## begin Text excerpt

9

I'm doing heavy mathematical computations using Math.Net Numerics parallely inside Parallel.For block.

When I run code in my local system with 4 cores(2*2), it's using all 4 cores.

But when I run same code in our dev server with 8 cores(4*2), it's using only 4 cores.

I've tried setting MaxDegreeOfParallism,but couldn't help.

Any idea why all cores are not being utilised.

Below is sample code.

Parallel.For(0,10000,(i)=>
{

 // heavy math computations using matrices
});
malkam
  • 2,337
  • 1
  • 14
  • 17
  • 1
    Does your server have 8 cores or 4 cores that support hyper threading? – vcsjones Aug 24 '15 at 17:36
  • @vcsjones: 4 CPUs and each has 2 cores so total 4*2=8 cores – malkam Aug 24 '15 at 17:38
  • Are you using a native provider? Note that Linear Algebra in Math.NET Numerics is itself parallelized (at least in parts) - if you prefer to do your own parallelization on top, consider to disable Math.NET's parallelization by calling `Control.UseSingleThread();` – Christoph Rüegg Aug 24 '15 at 17:59
  • @ChristophRüegg I'm using Intel MKL Provider. I'm performing large number of matrices operations in each iteration. – malkam Aug 24 '15 at 18:08
  • Show the actual code being run in that for. – i3arnon Aug 24 '15 at 18:14
  • @malkam assuming the matrices are dense - how large are they? How many cores do get used if you run the same sequentially (i.e. without using Parallel.For)? – Christoph Rüegg Aug 24 '15 at 18:14
  • @ChristophRüegg: Average matrices size might be 25*25. If I run sequentially single core used. I'm performing around 200+ operations(add/substract/div/mulitply/transpose). Not sure why it's not utilising all cores in Dev system when it's working fine in my local system. – malkam Aug 24 '15 at 18:18
  • Please clarify again, what are the number of **physical** CPU's in your workstation machine and on your server. You said you have "2*2" on your dev machine. I find it unlikely your dev machine has multiple processor sockets on its motherboard, it is rare to see it outside of a server environment. Please clarify how many Processors, Cores, and threads your dev and production can handle by running `msinfo32` on each machine and copy the information in the `Processor` fields in to your question. – Scott Chamberlain Aug 24 '15 at 18:28
  • If it really is multiple physical processors, this question may be helpful to you: [Unable to use more than one processor group for my threads in a C# app](http://stackoverflow.com/questions/28098082/unable-to-use-more-than-one-processor-group-for-my-threads-in-a-c-sharp-app) – Scott Chamberlain Aug 24 '15 at 18:30
  • @ScottChamberlain : In local machine - 2 physical CPUs and 2 cores for each pysical CPU.So total 4 cores. In Dev machine - 4 physical CPUs and 2 cores for each physical CPU.So total 8 cores. – malkam Aug 24 '15 at 18:33

2 Answers2

1

From MSDN

By default, For and ForEach will utilize however many threads the underlying scheduler provides, so changing MaxDegreeOfParallelism from the default only limits how many concurrent tasks will be used.

## end Text excerpt
## begin Extracted information

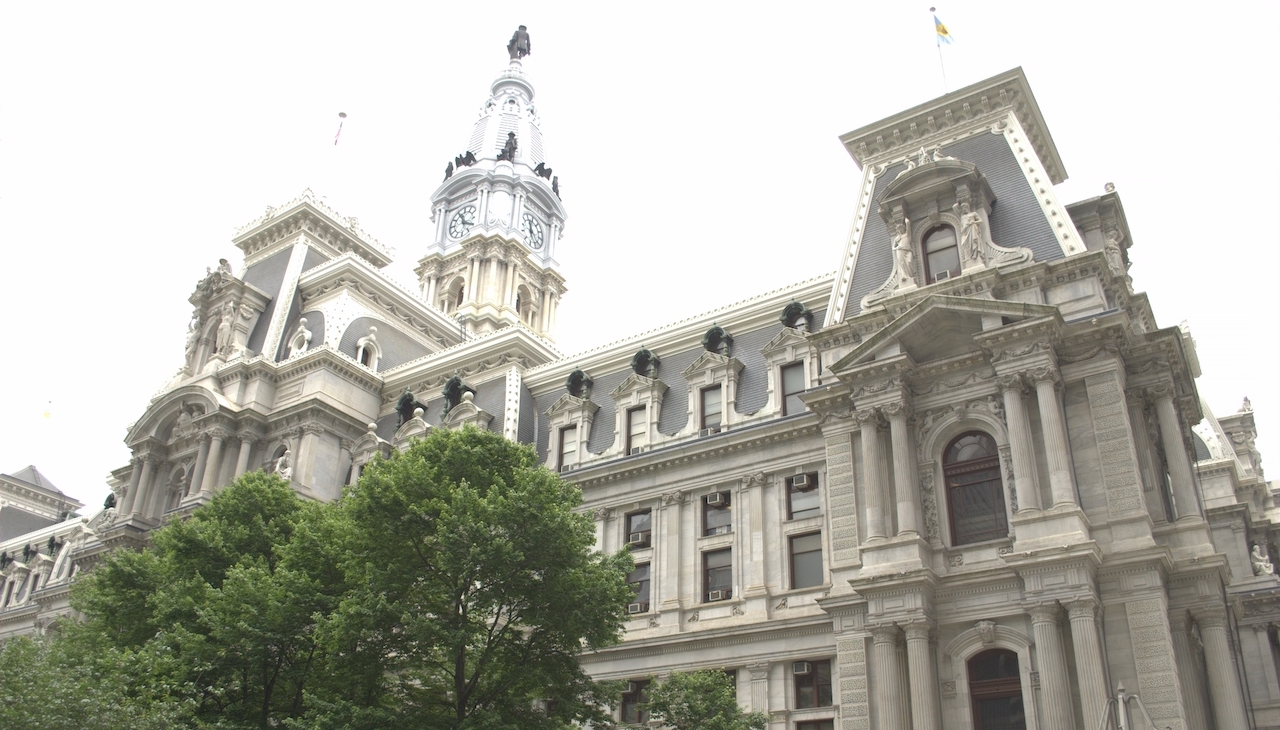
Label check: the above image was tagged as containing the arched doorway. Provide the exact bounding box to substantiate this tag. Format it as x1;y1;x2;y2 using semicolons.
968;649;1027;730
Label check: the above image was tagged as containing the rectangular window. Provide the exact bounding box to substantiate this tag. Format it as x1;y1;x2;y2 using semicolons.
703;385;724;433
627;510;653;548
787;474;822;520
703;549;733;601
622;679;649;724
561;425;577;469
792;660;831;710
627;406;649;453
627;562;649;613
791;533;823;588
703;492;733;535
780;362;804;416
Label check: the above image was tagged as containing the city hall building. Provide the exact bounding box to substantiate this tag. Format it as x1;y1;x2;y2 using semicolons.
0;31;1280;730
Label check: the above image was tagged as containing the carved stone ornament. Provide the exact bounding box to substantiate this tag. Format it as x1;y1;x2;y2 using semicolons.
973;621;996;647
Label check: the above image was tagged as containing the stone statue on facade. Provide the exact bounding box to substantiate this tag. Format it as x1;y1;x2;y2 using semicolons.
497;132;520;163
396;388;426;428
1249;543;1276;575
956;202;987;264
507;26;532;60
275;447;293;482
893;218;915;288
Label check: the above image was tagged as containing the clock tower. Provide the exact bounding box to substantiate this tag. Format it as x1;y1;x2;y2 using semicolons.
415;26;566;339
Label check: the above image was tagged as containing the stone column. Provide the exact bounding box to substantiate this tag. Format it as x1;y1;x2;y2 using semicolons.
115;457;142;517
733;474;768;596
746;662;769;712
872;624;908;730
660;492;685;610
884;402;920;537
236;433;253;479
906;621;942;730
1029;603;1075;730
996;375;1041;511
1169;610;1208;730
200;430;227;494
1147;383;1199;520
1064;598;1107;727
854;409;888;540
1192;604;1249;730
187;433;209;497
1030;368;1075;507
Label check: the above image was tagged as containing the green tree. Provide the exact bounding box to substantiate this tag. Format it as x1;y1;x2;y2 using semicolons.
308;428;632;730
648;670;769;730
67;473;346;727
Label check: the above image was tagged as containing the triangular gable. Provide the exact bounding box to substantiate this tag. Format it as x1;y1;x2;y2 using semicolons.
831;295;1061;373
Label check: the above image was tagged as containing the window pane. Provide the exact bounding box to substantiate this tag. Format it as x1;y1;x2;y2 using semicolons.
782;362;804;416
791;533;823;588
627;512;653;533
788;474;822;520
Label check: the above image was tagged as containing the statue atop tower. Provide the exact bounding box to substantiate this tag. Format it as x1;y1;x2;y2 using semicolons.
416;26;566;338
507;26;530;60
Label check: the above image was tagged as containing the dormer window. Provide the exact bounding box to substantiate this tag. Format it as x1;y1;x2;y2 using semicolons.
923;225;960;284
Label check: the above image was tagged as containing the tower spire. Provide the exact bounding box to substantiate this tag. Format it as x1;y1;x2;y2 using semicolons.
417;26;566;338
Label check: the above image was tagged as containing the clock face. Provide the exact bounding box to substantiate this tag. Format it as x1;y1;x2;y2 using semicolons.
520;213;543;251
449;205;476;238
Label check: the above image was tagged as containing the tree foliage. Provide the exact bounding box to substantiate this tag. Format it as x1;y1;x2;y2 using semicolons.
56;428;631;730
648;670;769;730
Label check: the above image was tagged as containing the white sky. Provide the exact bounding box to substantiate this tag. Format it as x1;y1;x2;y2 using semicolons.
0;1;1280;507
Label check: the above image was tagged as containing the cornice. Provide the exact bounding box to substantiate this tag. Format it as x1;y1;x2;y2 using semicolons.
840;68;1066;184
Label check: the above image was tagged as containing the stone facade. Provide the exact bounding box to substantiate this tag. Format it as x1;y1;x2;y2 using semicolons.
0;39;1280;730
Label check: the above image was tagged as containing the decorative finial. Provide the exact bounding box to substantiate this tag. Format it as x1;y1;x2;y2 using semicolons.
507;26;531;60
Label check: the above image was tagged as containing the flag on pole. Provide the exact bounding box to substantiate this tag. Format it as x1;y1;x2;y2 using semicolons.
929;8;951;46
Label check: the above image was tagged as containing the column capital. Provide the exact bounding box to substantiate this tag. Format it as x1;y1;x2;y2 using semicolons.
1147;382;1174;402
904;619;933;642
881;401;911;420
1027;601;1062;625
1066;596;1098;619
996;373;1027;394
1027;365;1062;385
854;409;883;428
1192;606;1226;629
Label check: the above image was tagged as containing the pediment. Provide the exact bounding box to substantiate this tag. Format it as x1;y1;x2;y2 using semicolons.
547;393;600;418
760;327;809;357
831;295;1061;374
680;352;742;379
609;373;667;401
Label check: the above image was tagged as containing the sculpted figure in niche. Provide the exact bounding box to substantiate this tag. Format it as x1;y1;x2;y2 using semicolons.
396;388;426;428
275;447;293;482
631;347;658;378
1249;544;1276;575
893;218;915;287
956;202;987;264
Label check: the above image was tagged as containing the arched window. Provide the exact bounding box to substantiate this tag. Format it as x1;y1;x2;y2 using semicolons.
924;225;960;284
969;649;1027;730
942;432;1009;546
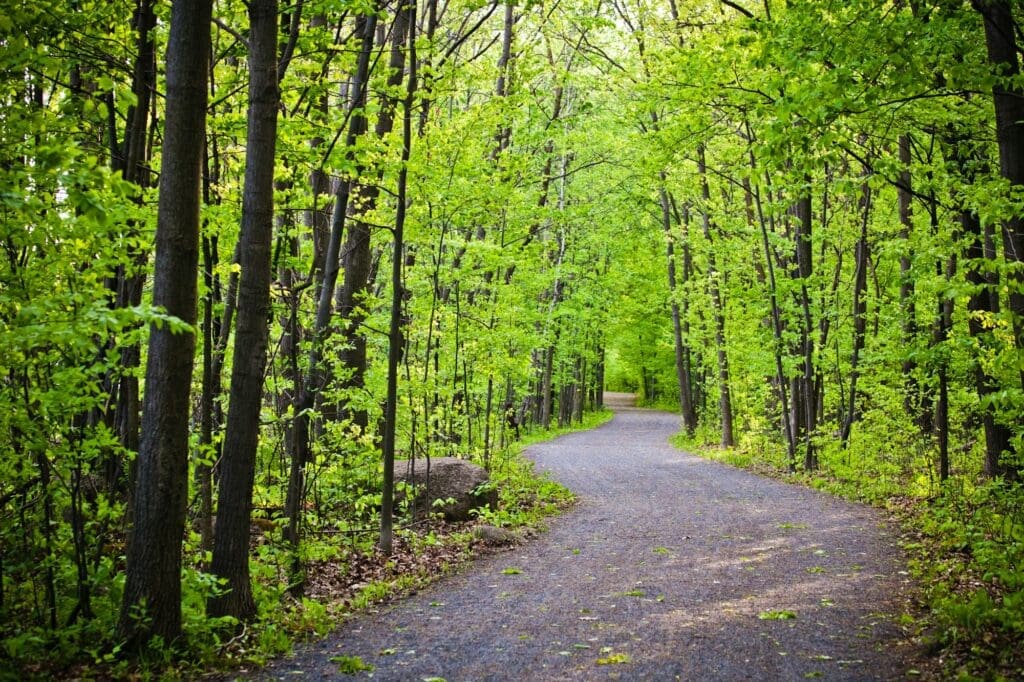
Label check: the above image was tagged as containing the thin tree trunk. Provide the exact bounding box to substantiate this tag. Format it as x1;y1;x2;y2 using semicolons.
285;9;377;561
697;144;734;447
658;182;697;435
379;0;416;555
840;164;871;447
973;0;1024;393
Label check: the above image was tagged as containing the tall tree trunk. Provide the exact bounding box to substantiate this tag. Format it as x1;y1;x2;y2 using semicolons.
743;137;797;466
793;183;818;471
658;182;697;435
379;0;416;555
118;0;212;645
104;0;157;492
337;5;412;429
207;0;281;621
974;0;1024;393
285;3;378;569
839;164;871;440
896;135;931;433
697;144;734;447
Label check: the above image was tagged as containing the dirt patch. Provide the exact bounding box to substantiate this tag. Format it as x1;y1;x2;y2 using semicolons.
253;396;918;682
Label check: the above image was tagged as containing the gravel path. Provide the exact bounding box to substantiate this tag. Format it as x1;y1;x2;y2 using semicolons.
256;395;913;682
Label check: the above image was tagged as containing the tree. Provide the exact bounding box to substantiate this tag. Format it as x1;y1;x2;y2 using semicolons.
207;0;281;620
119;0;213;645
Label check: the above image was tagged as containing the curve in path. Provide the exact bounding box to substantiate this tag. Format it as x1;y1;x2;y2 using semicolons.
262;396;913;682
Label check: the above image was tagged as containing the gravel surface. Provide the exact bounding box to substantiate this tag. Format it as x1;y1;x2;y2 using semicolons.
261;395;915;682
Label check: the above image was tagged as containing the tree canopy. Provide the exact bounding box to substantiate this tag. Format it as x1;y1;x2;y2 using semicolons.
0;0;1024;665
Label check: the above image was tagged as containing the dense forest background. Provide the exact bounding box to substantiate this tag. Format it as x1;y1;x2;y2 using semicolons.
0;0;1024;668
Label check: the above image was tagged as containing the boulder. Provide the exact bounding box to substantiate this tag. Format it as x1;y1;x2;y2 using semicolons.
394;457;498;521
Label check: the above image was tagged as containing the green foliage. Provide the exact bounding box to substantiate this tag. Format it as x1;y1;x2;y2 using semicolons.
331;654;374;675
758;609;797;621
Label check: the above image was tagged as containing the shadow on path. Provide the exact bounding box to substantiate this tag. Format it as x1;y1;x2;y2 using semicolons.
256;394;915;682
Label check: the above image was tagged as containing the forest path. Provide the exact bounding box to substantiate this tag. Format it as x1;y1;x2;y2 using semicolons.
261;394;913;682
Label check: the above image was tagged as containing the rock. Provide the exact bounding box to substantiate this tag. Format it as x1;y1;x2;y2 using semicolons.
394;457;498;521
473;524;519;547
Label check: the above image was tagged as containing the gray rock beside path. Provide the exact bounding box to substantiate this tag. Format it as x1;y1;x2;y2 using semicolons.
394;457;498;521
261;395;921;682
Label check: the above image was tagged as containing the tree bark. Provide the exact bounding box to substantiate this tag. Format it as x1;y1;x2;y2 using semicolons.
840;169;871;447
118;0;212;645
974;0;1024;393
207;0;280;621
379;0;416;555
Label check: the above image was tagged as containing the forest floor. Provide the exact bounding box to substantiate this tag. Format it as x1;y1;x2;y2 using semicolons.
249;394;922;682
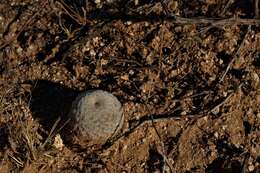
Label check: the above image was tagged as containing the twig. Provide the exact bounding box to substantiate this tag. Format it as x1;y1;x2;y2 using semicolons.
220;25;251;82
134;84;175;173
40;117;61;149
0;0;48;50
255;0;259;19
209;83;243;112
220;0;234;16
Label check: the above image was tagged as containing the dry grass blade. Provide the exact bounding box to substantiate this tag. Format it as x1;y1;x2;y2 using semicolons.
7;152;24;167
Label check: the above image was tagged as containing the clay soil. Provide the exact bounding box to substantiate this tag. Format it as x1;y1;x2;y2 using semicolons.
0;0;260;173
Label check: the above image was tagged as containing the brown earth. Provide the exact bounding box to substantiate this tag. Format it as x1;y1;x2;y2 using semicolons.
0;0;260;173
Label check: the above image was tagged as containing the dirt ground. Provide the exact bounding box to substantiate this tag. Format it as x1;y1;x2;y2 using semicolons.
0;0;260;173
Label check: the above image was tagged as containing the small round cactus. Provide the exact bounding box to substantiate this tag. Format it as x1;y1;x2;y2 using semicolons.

## end Extracted information

## Short task 1
Answer these about the thread on Parallel.For core usage:
(a) How many cores does the local system have, and how many does the code use there?
(b) Which provider does the asker say they are using?
(c) What average matrix size does the asker give?
## Short task 2
From the thread on Parallel.For core usage, quote everything from "I'm doing heavy" down to "MaxDegreeOfParallism,but couldn't help.".

## Problem solution 1
(a) 4 cores (2*2), and the code uses all 4.
(b) The Intel MKL Provider.
(c) 25*25.

## Problem solution 2
I'm doing heavy mathematical computations using Math.Net Numerics parallely inside Parallel.For block.

When I run code in my local system with 4 cores(2*2), it's using all 4 cores.

But when I run same code in our dev server with 8 cores(4*2), it's using only 4 cores.

I've tried setting MaxDegreeOfParallism,but couldn't help.